(Data supplied Opens)

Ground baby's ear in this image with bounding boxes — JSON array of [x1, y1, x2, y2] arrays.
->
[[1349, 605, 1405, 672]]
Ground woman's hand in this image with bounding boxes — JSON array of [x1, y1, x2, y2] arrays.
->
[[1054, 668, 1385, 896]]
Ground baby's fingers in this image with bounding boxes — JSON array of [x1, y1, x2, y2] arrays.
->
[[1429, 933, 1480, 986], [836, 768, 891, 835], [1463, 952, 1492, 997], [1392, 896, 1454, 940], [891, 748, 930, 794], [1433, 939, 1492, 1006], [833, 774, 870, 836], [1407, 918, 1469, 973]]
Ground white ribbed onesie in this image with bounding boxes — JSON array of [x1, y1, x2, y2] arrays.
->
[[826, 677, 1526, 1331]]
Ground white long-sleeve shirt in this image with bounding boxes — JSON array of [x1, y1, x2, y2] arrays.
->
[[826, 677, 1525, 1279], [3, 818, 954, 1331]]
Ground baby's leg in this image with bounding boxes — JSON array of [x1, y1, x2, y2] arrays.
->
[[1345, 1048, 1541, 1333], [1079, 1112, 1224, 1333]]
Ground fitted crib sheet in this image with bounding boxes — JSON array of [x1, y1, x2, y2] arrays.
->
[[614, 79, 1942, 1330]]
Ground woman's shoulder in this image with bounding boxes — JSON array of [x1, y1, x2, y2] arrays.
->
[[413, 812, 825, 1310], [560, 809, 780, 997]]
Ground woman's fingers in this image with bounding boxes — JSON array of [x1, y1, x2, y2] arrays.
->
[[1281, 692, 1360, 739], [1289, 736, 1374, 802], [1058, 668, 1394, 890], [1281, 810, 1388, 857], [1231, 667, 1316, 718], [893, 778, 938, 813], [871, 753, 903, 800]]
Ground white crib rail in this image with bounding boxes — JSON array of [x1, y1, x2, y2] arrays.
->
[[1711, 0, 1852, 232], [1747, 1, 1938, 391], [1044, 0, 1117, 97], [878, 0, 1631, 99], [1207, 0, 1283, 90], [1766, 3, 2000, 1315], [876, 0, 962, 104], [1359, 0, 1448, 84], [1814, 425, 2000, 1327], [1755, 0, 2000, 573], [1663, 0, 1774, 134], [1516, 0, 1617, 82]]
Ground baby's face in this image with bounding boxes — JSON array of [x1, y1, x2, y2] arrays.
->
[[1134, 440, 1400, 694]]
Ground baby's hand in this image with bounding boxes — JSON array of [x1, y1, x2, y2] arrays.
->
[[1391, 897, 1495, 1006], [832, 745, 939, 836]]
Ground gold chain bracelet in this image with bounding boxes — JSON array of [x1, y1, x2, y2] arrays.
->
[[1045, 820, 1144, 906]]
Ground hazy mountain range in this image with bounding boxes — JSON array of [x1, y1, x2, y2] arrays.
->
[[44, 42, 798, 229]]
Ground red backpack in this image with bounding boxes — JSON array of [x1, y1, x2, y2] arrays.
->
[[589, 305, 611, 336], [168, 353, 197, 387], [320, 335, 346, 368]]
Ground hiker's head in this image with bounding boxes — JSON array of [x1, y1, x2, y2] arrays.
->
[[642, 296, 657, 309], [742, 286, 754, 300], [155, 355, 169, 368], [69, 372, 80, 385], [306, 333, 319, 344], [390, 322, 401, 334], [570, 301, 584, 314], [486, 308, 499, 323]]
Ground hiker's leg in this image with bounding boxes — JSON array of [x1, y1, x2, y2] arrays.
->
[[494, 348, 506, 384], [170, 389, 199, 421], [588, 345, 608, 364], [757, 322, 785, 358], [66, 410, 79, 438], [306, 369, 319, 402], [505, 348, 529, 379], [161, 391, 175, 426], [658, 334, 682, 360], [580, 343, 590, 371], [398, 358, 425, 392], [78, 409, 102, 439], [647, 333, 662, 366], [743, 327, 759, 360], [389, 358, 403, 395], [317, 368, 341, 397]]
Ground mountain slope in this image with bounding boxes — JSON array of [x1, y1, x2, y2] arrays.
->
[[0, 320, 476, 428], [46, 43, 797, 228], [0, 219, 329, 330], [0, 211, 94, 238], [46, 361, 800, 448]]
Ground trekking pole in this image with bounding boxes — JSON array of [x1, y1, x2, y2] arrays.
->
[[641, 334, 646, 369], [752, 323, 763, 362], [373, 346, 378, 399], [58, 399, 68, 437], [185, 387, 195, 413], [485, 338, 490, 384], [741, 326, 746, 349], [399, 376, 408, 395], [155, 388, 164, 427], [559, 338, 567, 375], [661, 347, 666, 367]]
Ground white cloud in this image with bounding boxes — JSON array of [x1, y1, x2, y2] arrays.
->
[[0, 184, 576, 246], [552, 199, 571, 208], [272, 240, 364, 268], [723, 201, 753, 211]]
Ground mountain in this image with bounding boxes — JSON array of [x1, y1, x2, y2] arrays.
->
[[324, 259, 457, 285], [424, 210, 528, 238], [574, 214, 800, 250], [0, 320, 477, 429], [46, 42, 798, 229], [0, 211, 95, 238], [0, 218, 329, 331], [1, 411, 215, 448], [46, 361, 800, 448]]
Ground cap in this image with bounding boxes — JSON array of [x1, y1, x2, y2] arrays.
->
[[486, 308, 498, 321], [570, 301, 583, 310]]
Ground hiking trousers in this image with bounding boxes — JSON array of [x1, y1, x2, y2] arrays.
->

(Data supplied Closes)

■ **Assignment**: All of the entries above should be written out verbatim.

■ **Response to the task**:
Ground baby's ear in this image with bounding boxes — JSON array of [x1, y1, x2, y2] arrays.
->
[[1349, 605, 1405, 672]]
Ground woman's hand in this image with bounding boxes — JSON array of [x1, y1, x2, y2] arrays.
->
[[1054, 668, 1385, 896]]
Ground baby's fingers in this image with bounding boxes — JSON array of [x1, y1, x2, y2] arrays.
->
[[1429, 933, 1480, 986], [836, 768, 891, 835], [1463, 952, 1492, 997], [1392, 896, 1454, 940], [891, 748, 930, 794], [1433, 939, 1492, 1006], [833, 774, 870, 836], [1407, 918, 1469, 973]]
Ground white ribbed onesie in this image with bounding boxes — JSON array of [x1, y1, x2, y2] arrays.
->
[[826, 677, 1526, 1331]]
Ground white long-sleeve shirt in this image with bounding boxes — JSON array of [x1, y1, x2, y2] arrays.
->
[[826, 677, 1525, 1279], [3, 818, 954, 1331]]
Ground baby's leg in this image with bounding boxes — JSON array of [x1, y1, x2, y2] arrays.
->
[[1345, 1048, 1541, 1333], [1079, 1112, 1224, 1333]]
Ground fitted crib sheet in this image with bounding boxes — JSON array of [x1, y1, x2, y2] arrays.
->
[[614, 79, 1942, 1330]]
Ground woman's shoulder in this image with bounding boxes — JSON array of [x1, y1, x2, y2] arrays.
->
[[413, 812, 825, 1310], [560, 809, 780, 997]]
Ground woman's fingers in this image with bounding boxes — JSON array of [x1, y1, x2, y2] arrays.
->
[[1281, 692, 1360, 739], [1289, 736, 1374, 802], [1058, 668, 1394, 890], [1281, 810, 1388, 857], [1231, 667, 1316, 718], [893, 778, 938, 813], [871, 753, 903, 800]]
Ground white crib rail in this image with bounding boxes — JSON array of [x1, y1, x2, y2] arrays.
->
[[1711, 0, 1852, 232], [1747, 1, 1938, 391], [1044, 0, 1117, 97], [878, 0, 1631, 99], [1207, 0, 1283, 90], [1766, 3, 2000, 1315], [876, 0, 962, 104], [1359, 0, 1448, 84], [1814, 425, 2000, 1327], [1755, 0, 2000, 573], [1663, 0, 1774, 134], [1516, 0, 1617, 82]]
Ground baby's face in this image with bounding boxes — JSON array of [x1, y1, x2, y2] arrays.
->
[[1134, 440, 1400, 694]]
Ground baby's hand in this image with bounding boxes — JSON array of [x1, y1, x2, y2] arrays.
->
[[1391, 897, 1495, 1006], [832, 745, 939, 836]]
Ground gold chain bracelet in this image with bounding boxes — JSON array of [x1, y1, x2, y2] arrays.
->
[[1045, 820, 1144, 906]]
Ground hazy mountain range in this image with bounding boxes — JSON array of [x1, y1, x2, y2] arrays.
->
[[44, 42, 798, 229]]
Ground red backpack in this image with bounding boxes — JSON array of [x1, y1, x2, y2] arrays.
->
[[589, 305, 611, 336], [168, 353, 197, 387], [320, 335, 346, 368]]
Ground hiker's head in this image with bounding boxes — JSON array of [x1, y1, x2, y2] arrays.
->
[[642, 296, 657, 309], [742, 286, 754, 300], [155, 355, 169, 368], [69, 372, 80, 385], [306, 333, 319, 344], [390, 322, 401, 334], [570, 301, 584, 314], [486, 308, 499, 323]]
Ground hiker's leg in this image with bounding boxes — JSON array of [x1, y1, x2, y2] arrays.
->
[[494, 348, 506, 384], [170, 389, 199, 421], [588, 345, 608, 364], [757, 322, 785, 358], [66, 410, 79, 438], [306, 369, 319, 402], [505, 348, 529, 379], [161, 391, 175, 426], [658, 334, 682, 360], [580, 343, 590, 371], [398, 358, 425, 392], [78, 409, 102, 439], [647, 333, 662, 366], [743, 327, 759, 360], [389, 358, 403, 395], [317, 368, 341, 397]]
Ground mountain slope in this image with bounding boxes — JSON array of [x1, y1, x2, y2] arrays.
->
[[0, 320, 476, 428], [46, 43, 797, 228], [0, 219, 329, 330], [0, 211, 94, 238], [46, 361, 800, 448]]
Ground trekking pole in this image with bounding boxes — JSON array of [x1, y1, x2, y2] arrays.
->
[[641, 334, 646, 369], [752, 323, 763, 362], [373, 346, 378, 399], [58, 399, 68, 437], [185, 387, 195, 413], [485, 338, 490, 384], [741, 326, 746, 349], [399, 376, 408, 395], [155, 388, 164, 427], [559, 338, 567, 375], [661, 347, 666, 367]]
Ground white cloud in this image with bounding boxes — JSON array of [x1, y1, x2, y2] arrays.
->
[[0, 184, 576, 246], [552, 199, 571, 208], [272, 240, 364, 268], [723, 201, 753, 211]]
Ground mountain in this image with bounding boxes — JSON array of [x1, y1, x2, y2] arrays.
->
[[324, 259, 457, 285], [424, 210, 528, 238], [574, 214, 800, 250], [0, 320, 477, 429], [46, 42, 798, 229], [0, 211, 95, 238], [0, 218, 329, 331], [1, 411, 215, 448], [46, 361, 800, 448]]
Ground cap in this image with bounding boxes — JSON array of [x1, y1, x2, y2] arrays.
->
[[486, 308, 498, 321], [570, 301, 583, 310]]
Ground hiking trousers in this image with bounding boxes — JSON array of [x1, y1, x2, y2] arrays.
->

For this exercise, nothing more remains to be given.